[What the exercise asks]: For each line below that includes the word "sink", make a copy.

Material provided START

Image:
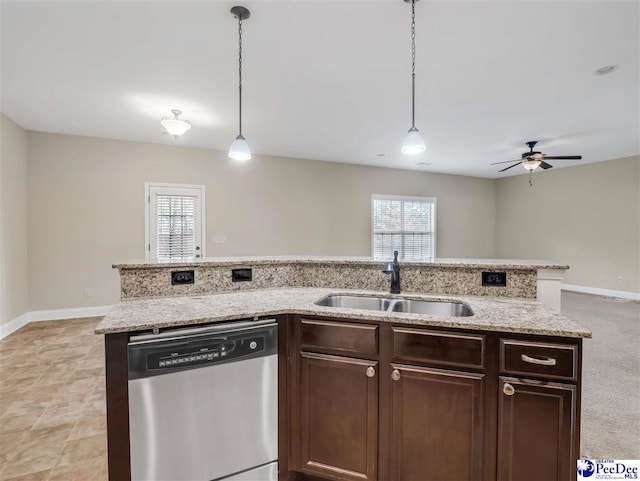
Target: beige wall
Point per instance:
(86, 209)
(13, 220)
(587, 216)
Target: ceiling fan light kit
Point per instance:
(175, 126)
(413, 142)
(239, 149)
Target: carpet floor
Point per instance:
(611, 375)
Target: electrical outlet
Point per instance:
(494, 279)
(241, 275)
(182, 277)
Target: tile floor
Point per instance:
(52, 403)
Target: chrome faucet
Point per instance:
(393, 268)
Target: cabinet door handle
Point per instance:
(508, 389)
(547, 361)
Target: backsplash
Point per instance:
(148, 282)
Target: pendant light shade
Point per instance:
(239, 149)
(175, 126)
(413, 142)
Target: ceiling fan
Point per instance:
(533, 159)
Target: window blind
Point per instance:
(175, 228)
(403, 224)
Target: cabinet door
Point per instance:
(338, 417)
(536, 424)
(437, 424)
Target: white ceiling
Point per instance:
(330, 80)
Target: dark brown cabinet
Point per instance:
(376, 401)
(436, 424)
(339, 417)
(536, 425)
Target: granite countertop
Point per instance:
(490, 314)
(361, 261)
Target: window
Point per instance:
(174, 222)
(403, 224)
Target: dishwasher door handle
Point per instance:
(194, 331)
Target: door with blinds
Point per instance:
(175, 225)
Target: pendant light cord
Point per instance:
(240, 73)
(413, 64)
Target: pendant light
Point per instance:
(175, 126)
(239, 149)
(413, 143)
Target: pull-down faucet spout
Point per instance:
(393, 268)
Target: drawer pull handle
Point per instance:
(549, 361)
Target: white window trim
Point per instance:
(147, 214)
(375, 197)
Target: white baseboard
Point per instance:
(13, 325)
(51, 315)
(634, 296)
(71, 313)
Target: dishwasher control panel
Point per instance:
(181, 350)
(208, 352)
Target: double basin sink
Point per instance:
(384, 304)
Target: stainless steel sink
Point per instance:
(432, 308)
(374, 303)
(356, 302)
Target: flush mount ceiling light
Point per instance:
(239, 149)
(175, 126)
(413, 143)
(605, 70)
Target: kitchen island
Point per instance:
(381, 395)
(527, 279)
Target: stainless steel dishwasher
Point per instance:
(203, 403)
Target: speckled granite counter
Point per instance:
(347, 260)
(139, 279)
(490, 314)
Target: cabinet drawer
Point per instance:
(438, 348)
(339, 337)
(555, 361)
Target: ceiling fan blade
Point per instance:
(506, 161)
(544, 165)
(510, 167)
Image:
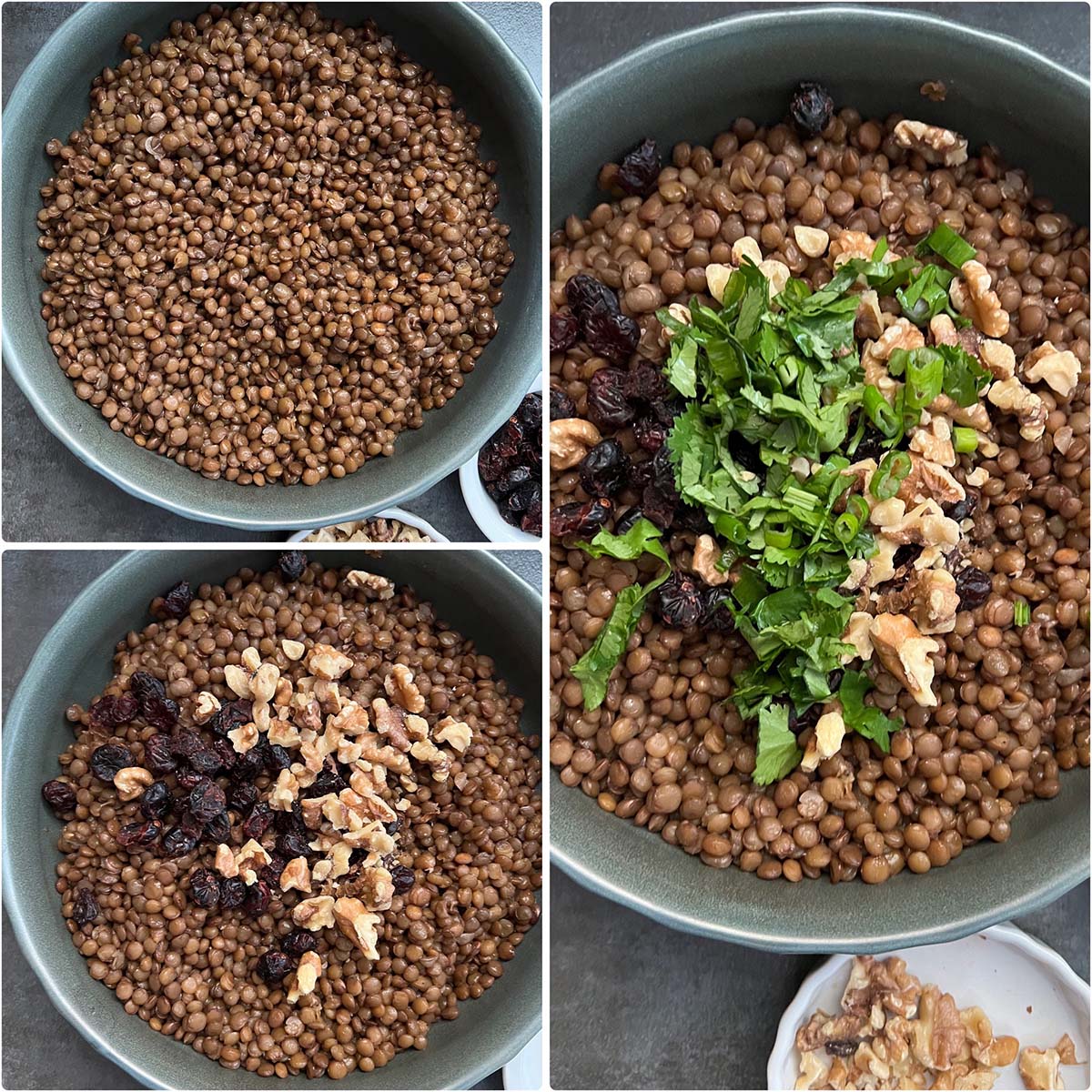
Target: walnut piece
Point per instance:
(936, 146)
(314, 915)
(307, 976)
(1057, 369)
(1040, 1068)
(131, 781)
(571, 440)
(906, 654)
(705, 556)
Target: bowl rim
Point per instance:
(578, 858)
(52, 650)
(20, 103)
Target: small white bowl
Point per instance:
(1026, 988)
(389, 513)
(483, 508)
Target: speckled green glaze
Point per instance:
(74, 663)
(689, 87)
(497, 92)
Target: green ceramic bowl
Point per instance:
(498, 93)
(75, 662)
(691, 86)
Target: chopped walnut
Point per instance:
(705, 556)
(238, 680)
(316, 913)
(571, 440)
(206, 707)
(973, 295)
(359, 924)
(457, 734)
(1011, 397)
(307, 976)
(1057, 369)
(936, 146)
(296, 876)
(371, 582)
(327, 662)
(225, 863)
(244, 737)
(812, 240)
(906, 654)
(827, 740)
(1040, 1068)
(401, 688)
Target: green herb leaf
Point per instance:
(778, 753)
(945, 243)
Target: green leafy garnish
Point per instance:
(778, 753)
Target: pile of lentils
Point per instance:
(201, 958)
(271, 246)
(666, 751)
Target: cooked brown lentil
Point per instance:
(473, 844)
(271, 246)
(665, 751)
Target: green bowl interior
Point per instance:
(689, 87)
(464, 587)
(497, 93)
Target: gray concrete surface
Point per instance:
(48, 494)
(41, 1048)
(634, 1005)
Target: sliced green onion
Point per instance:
(889, 475)
(945, 243)
(965, 440)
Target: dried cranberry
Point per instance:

Material provided END

[Response for this exercise]:
Target: double basin sink
Target: stainless steel sink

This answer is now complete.